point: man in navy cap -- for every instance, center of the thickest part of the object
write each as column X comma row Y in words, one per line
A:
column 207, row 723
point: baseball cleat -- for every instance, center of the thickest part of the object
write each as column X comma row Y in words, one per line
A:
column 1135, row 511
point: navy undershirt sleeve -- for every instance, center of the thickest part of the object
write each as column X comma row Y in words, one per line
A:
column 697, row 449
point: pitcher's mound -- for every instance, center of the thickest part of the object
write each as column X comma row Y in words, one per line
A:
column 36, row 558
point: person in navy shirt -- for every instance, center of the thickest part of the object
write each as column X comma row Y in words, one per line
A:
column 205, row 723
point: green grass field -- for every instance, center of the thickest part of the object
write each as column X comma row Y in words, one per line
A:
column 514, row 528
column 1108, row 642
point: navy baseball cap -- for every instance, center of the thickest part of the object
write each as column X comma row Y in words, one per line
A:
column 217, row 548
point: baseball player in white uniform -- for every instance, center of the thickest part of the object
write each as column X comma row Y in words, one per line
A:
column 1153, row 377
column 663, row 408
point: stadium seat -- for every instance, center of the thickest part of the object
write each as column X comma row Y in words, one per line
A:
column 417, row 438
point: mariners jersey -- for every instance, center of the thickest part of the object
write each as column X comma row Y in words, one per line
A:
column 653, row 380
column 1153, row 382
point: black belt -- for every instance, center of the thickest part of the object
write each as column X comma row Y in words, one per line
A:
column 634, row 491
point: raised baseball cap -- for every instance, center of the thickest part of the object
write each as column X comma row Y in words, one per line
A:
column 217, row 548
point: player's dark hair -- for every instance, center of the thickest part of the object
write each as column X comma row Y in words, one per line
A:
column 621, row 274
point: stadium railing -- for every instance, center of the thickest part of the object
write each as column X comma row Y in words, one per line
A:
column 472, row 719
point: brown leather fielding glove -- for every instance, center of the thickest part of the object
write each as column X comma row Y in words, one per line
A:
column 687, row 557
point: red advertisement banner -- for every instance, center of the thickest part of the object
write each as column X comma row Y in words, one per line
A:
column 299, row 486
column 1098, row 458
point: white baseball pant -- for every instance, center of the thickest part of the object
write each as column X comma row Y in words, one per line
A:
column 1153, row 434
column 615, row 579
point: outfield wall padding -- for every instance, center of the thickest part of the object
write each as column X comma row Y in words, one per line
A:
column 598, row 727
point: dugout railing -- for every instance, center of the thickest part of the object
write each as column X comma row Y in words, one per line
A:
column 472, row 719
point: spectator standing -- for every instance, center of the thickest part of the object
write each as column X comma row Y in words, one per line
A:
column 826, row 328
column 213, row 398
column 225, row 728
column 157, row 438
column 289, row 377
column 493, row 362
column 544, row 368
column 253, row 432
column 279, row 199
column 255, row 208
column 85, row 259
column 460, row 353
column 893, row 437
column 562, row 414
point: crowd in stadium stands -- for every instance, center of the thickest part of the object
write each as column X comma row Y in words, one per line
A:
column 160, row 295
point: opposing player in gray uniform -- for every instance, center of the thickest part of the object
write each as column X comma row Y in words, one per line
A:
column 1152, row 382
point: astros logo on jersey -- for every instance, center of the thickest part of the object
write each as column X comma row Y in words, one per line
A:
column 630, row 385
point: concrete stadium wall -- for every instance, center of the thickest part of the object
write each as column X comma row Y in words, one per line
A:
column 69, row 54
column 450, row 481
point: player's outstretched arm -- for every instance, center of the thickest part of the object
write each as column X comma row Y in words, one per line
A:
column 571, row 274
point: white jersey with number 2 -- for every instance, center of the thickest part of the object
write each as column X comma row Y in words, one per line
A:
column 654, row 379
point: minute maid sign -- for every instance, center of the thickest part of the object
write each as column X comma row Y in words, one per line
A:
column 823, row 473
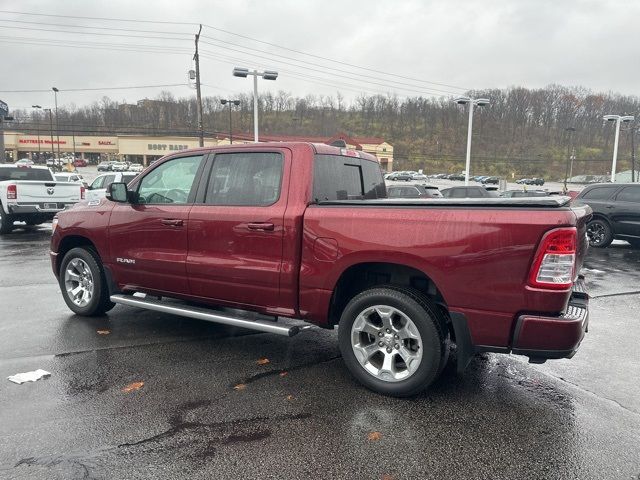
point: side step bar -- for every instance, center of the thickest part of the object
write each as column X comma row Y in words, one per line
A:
column 209, row 315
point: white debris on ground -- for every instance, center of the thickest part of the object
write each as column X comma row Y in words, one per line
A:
column 21, row 378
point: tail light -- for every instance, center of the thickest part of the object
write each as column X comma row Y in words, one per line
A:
column 554, row 264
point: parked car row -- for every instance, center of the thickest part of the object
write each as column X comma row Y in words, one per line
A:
column 112, row 166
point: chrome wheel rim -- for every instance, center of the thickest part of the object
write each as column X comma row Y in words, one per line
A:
column 78, row 282
column 386, row 343
column 596, row 233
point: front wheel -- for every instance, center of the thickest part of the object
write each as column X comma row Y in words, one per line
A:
column 83, row 283
column 599, row 233
column 392, row 340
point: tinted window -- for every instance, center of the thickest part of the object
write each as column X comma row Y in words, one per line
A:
column 17, row 173
column 599, row 193
column 346, row 178
column 249, row 178
column 629, row 194
column 170, row 182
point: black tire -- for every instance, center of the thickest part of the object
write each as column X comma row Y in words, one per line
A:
column 599, row 233
column 6, row 222
column 99, row 303
column 426, row 318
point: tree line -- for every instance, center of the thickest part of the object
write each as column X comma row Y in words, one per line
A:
column 522, row 132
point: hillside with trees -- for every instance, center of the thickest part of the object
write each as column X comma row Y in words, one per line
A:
column 522, row 133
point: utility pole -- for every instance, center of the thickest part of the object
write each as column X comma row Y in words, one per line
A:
column 196, row 57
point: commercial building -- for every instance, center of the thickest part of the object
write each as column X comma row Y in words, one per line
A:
column 144, row 149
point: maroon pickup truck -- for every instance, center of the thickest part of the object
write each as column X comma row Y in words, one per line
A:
column 251, row 235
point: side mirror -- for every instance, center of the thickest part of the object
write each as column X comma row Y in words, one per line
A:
column 117, row 192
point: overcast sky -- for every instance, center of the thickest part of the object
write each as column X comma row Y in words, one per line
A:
column 403, row 44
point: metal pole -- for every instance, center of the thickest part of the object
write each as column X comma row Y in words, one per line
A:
column 633, row 155
column 468, row 166
column 230, row 130
column 615, row 151
column 196, row 57
column 55, row 94
column 255, row 106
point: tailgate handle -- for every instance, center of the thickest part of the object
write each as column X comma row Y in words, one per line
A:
column 261, row 226
column 171, row 222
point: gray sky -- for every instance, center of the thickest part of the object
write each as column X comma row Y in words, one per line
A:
column 461, row 43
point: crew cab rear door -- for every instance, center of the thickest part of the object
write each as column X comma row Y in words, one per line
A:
column 148, row 238
column 236, row 228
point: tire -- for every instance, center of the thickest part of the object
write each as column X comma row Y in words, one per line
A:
column 81, row 268
column 383, row 327
column 6, row 222
column 599, row 233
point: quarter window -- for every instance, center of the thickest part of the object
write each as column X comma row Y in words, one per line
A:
column 245, row 179
column 170, row 182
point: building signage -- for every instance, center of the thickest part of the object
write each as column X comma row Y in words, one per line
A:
column 34, row 141
column 165, row 146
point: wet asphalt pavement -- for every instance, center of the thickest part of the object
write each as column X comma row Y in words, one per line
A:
column 207, row 409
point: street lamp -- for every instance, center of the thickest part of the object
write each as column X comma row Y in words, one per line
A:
column 618, row 119
column 53, row 154
column 569, row 130
column 38, row 107
column 55, row 94
column 480, row 102
column 230, row 102
column 267, row 75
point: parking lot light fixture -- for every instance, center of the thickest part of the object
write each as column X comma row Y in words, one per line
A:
column 618, row 119
column 478, row 102
column 267, row 75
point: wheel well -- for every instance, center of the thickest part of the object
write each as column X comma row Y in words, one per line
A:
column 70, row 242
column 363, row 276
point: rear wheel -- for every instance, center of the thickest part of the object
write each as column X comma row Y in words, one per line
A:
column 83, row 283
column 392, row 340
column 6, row 222
column 599, row 233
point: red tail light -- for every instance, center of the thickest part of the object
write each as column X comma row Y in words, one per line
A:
column 554, row 264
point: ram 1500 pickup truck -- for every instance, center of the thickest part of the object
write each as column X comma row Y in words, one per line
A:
column 33, row 195
column 305, row 231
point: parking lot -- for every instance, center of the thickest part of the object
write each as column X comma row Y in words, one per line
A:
column 141, row 394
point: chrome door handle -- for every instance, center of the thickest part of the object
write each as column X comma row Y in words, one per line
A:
column 171, row 222
column 265, row 227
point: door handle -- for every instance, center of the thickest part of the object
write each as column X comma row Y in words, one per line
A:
column 172, row 222
column 265, row 227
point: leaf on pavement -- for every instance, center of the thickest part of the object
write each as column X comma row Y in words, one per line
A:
column 133, row 387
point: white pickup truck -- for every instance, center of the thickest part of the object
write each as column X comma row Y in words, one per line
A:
column 32, row 195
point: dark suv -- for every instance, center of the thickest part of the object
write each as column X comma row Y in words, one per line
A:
column 616, row 213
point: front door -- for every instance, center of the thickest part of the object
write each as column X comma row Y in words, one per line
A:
column 148, row 238
column 236, row 233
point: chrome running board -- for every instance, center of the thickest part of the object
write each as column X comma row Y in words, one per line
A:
column 208, row 315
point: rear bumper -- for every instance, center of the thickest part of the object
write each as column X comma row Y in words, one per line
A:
column 542, row 337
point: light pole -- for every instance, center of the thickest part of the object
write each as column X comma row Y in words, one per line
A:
column 267, row 75
column 618, row 119
column 55, row 94
column 480, row 102
column 38, row 107
column 230, row 102
column 569, row 130
column 53, row 154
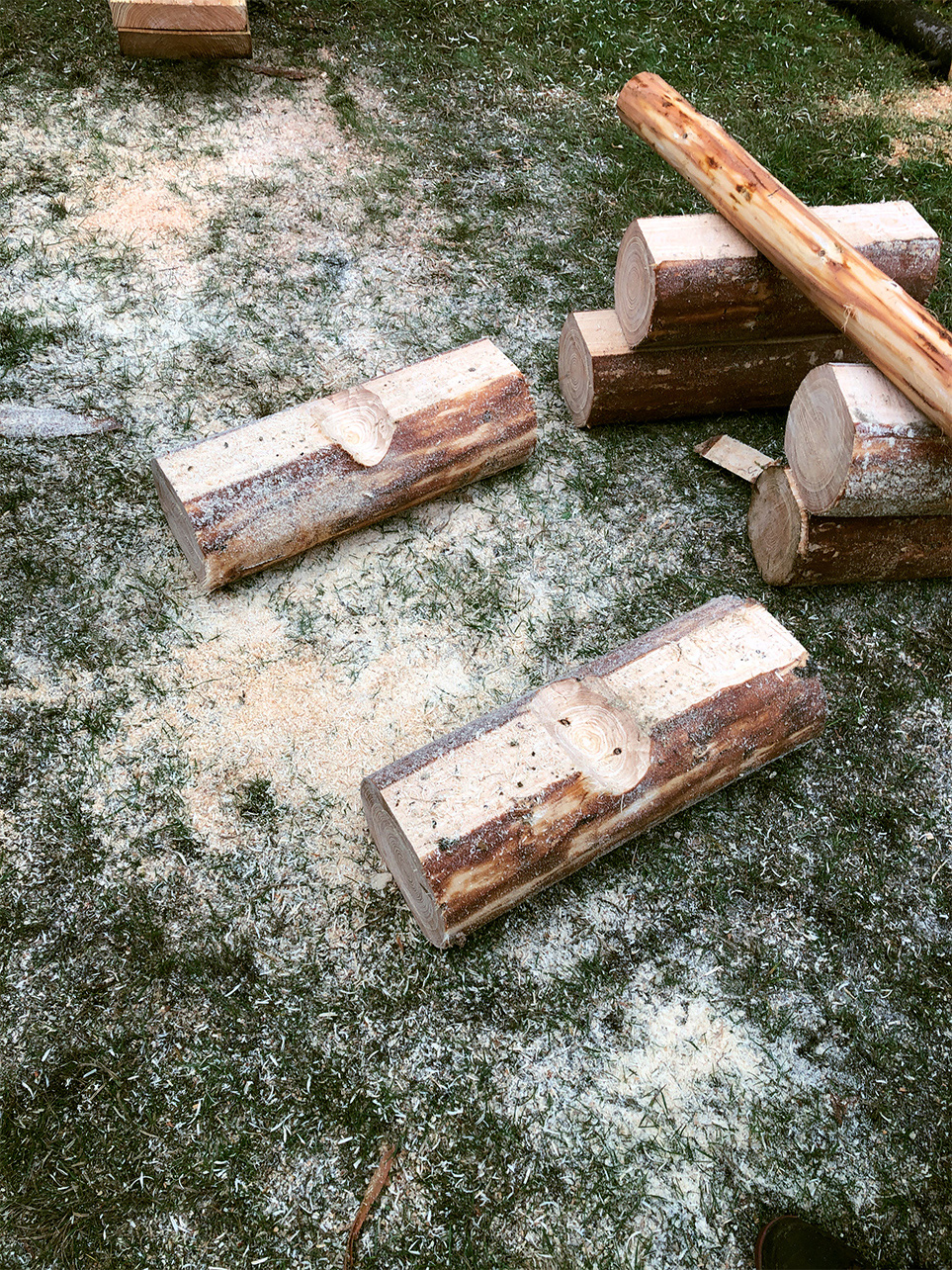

- - -

__What needs to be done__. Report every line from the material above that mentions the word "door".

__Written solution__.
point: crew cab rear door -- for every instance, center of the thickest part of the object
point: chrome door handle -- for every instance, center of the thickest part of the object
point: door handle -- for every instance, center of the thickest part of the object
point: front door -- for every instance, center of the thickest part of the object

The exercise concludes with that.